◆ **What you need to do**:
Search the records for "instance" and copy each line that holds it.

◆ **Records shown**:

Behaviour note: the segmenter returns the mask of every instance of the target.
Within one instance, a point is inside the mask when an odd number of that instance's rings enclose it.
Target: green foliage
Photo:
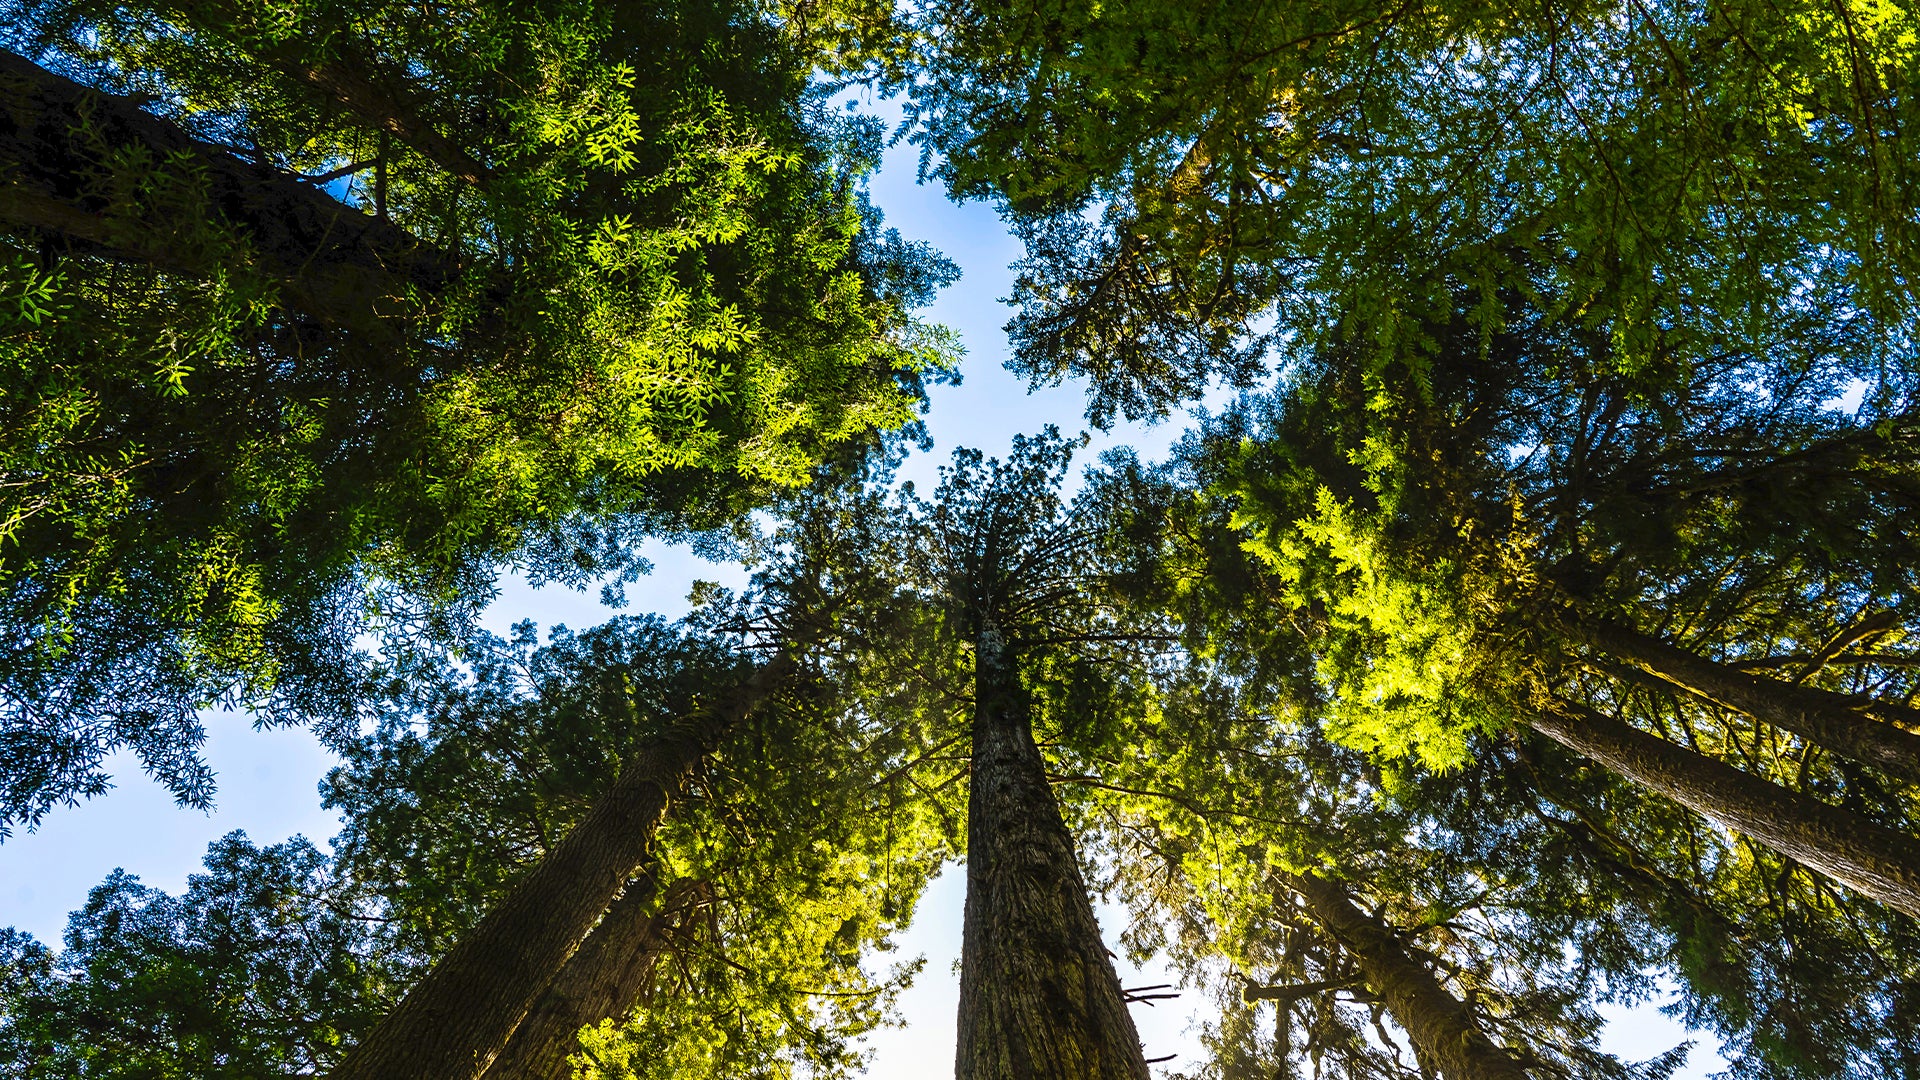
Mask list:
[[[231,833],[177,897],[115,871],[65,949],[0,934],[5,1074],[323,1074],[410,976],[377,913],[300,837],[262,848]]]
[[[1562,919],[1611,909],[1582,948],[1631,943],[1643,970],[1677,975],[1669,1011],[1724,1040],[1733,1076],[1913,1075],[1911,919],[1551,744],[1514,749],[1480,798],[1517,800],[1514,820],[1547,831],[1538,847],[1503,851],[1510,830],[1463,802],[1446,811],[1462,822],[1463,858],[1496,858]]]
[[[916,963],[871,973],[942,858],[933,811],[902,783],[915,735],[834,679],[756,710],[702,763],[662,826],[651,872],[711,899],[645,1002],[583,1036],[589,1076],[848,1075]],[[564,836],[641,740],[739,681],[723,639],[619,619],[545,645],[521,624],[462,667],[393,673],[376,730],[329,777],[355,879],[396,939],[450,945]]]
[[[1065,772],[1158,707],[1149,676],[1172,662],[1174,640],[1161,614],[1122,599],[1104,493],[1062,497],[1076,449],[1048,427],[1015,436],[1004,460],[956,450],[932,497],[901,491],[886,523],[904,540],[895,587],[930,617],[925,640],[892,646],[920,669],[919,707],[970,716],[975,653],[992,635],[1014,661],[1035,739]]]
[[[0,686],[35,774],[6,820],[123,745],[203,804],[194,709],[343,717],[356,624],[457,620],[503,565],[634,572],[649,532],[909,423],[955,355],[911,309],[956,271],[879,228],[878,133],[810,82],[840,30],[733,0],[0,10],[198,140],[61,134],[53,197],[97,227],[0,231]],[[314,190],[386,252],[274,216]]]
[[[1720,1036],[1735,1075],[1904,1075],[1912,920],[1512,723],[1548,685],[1912,831],[1910,788],[1623,680],[1533,621],[1542,592],[1564,597],[1578,582],[1588,597],[1688,627],[1703,653],[1824,642],[1837,608],[1899,588],[1885,576],[1896,563],[1879,547],[1892,542],[1880,515],[1908,497],[1895,464],[1904,444],[1883,441],[1867,417],[1786,395],[1730,408],[1731,395],[1702,380],[1679,402],[1623,403],[1613,429],[1589,428],[1582,446],[1569,429],[1606,411],[1598,395],[1488,408],[1455,404],[1437,385],[1441,417],[1507,409],[1557,444],[1459,468],[1449,463],[1476,456],[1461,445],[1466,425],[1437,441],[1426,409],[1342,406],[1339,385],[1337,372],[1303,376],[1286,396],[1215,418],[1170,464],[1121,457],[1093,481],[1112,557],[1131,564],[1126,595],[1177,613],[1191,659],[1154,717],[1117,737],[1126,749],[1081,770],[1096,807],[1086,820],[1134,906],[1130,944],[1172,949],[1227,1002],[1217,1074],[1288,1045],[1351,1075],[1387,1068],[1368,1063],[1364,989],[1344,1004],[1347,991],[1292,998],[1291,1035],[1266,1045],[1229,1002],[1244,984],[1208,974],[1225,961],[1256,983],[1350,980],[1337,943],[1276,873],[1312,870],[1440,957],[1448,985],[1502,1041],[1572,1055],[1575,1075],[1598,1068],[1574,1064],[1596,1030],[1592,1004],[1644,1001],[1659,975],[1678,989],[1673,1011]],[[1350,434],[1362,423],[1395,432],[1403,455],[1342,454],[1364,445]],[[1684,454],[1664,438],[1676,424],[1698,432]],[[1649,474],[1664,490],[1639,486]],[[1650,513],[1615,516],[1629,500]],[[1876,656],[1808,677],[1852,692],[1867,680],[1903,685],[1904,639],[1884,641]],[[1436,642],[1454,651],[1434,684],[1366,696],[1368,680],[1429,661]],[[1437,762],[1424,741],[1436,716],[1440,738],[1464,751]],[[1848,975],[1830,980],[1822,965]]]
[[[1321,663],[1332,692],[1328,733],[1388,759],[1418,755],[1429,768],[1460,765],[1472,730],[1457,715],[1472,635],[1464,605],[1431,580],[1395,574],[1378,526],[1359,520],[1324,487],[1312,514],[1291,524],[1292,530],[1273,530],[1281,532],[1277,542],[1259,530],[1267,536],[1257,532],[1248,547],[1277,572],[1295,606],[1324,604],[1328,628],[1341,642]],[[1320,595],[1300,590],[1308,573],[1302,564],[1314,555],[1330,564],[1325,576],[1344,588]],[[1451,576],[1444,565],[1434,571],[1440,582]]]
[[[1090,378],[1096,418],[1349,318],[1405,358],[1456,288],[1653,384],[1817,309],[1874,392],[1911,374],[1909,12],[955,0],[923,28],[929,164],[1012,212],[1018,363]]]
[[[1309,872],[1342,881],[1533,1075],[1661,1077],[1678,1065],[1679,1054],[1633,1065],[1597,1048],[1595,1005],[1645,992],[1646,935],[1617,936],[1605,909],[1566,918],[1509,877],[1501,857],[1531,865],[1515,849],[1540,830],[1509,827],[1476,799],[1478,770],[1402,779],[1389,797],[1378,771],[1297,711],[1211,675],[1188,667],[1163,686],[1160,713],[1087,763],[1081,796],[1131,909],[1127,944],[1165,950],[1220,1005],[1213,1053],[1192,1075],[1417,1074],[1381,988],[1288,885]],[[1472,806],[1455,819],[1430,799]],[[1490,833],[1497,857],[1459,856]],[[1259,987],[1276,989],[1242,1000]]]
[[[0,814],[98,790],[121,745],[203,799],[207,702],[331,716],[340,872],[394,920],[355,938],[300,913],[309,991],[356,995],[300,1012],[321,1034],[188,1023],[168,1002],[224,1001],[198,988],[251,954],[201,949],[198,909],[115,879],[59,957],[10,940],[0,1045],[93,1075],[69,1063],[89,1040],[187,1024],[259,1072],[323,1067],[309,1043],[351,1038],[641,740],[737,682],[742,641],[805,642],[806,678],[663,826],[653,872],[709,900],[576,1063],[851,1074],[848,1039],[912,970],[865,965],[960,843],[958,718],[992,635],[1135,911],[1127,944],[1224,1003],[1206,1075],[1413,1071],[1306,873],[1543,1077],[1670,1074],[1677,1054],[1595,1046],[1597,1007],[1663,978],[1733,1076],[1914,1075],[1911,919],[1525,729],[1567,698],[1920,827],[1911,785],[1572,629],[1623,622],[1863,717],[1913,696],[1910,12],[0,10],[46,64],[411,253],[301,247],[229,196],[226,158],[106,145],[105,120],[56,193],[90,232],[0,206]],[[1274,385],[1071,502],[1051,428],[1004,461],[962,451],[931,498],[847,460],[954,355],[911,314],[954,271],[881,230],[860,194],[880,132],[825,109],[822,74],[905,88],[933,171],[1006,208],[1031,378],[1089,378],[1099,423]],[[650,530],[767,502],[748,595],[702,589],[692,623],[436,651],[502,565],[630,574]],[[376,670],[370,625],[418,647]],[[270,851],[219,872],[327,876]],[[1277,1003],[1236,1001],[1249,985]],[[134,1027],[85,1027],[123,999]]]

◆ **Response area**:
Behaviour note: the segmenter returns the mask of every instance of the target.
Within one instance, a point is inside the mask when an odd number of that instance's rings enclose it.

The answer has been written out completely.